§ **Problem details**
What's wanted is a faithful retyping of every entry, pictures excluded.

§ **Dataset**
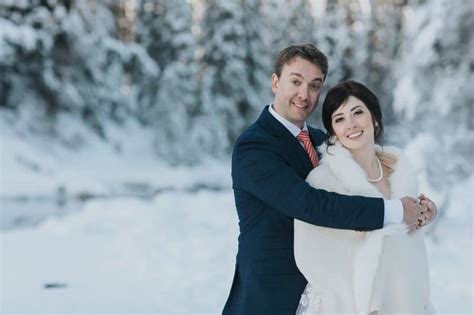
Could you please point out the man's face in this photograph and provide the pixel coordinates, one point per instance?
(297, 90)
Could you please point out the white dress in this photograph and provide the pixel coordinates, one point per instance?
(383, 271)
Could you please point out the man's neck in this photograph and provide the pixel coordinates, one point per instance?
(294, 129)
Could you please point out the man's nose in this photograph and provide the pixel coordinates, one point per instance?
(303, 92)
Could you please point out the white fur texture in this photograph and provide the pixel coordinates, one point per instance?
(339, 172)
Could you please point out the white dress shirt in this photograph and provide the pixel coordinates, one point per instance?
(393, 208)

§ **Result of the exercise**
Could you please point out the man's face in this photograph and provide the pixel coordinates, one point per instance?
(297, 90)
Could you please point out the white dress in this photograph and provide the pixel coordinates, one point per instance?
(383, 271)
Could you please point out the man's neck in this photograph and provide the pixel coordinates, one point per instance?
(294, 129)
Could you please point out the man's nose in this photograph and provide the pixel coordinates, one point per instance?
(303, 92)
Could you please point out the white fur texture in this photograph and provide the pixel coordinates, one point per instance?
(339, 172)
Could you please point out the white dress shirt in this photograph and provide the pixel coordinates, one point per instance?
(393, 208)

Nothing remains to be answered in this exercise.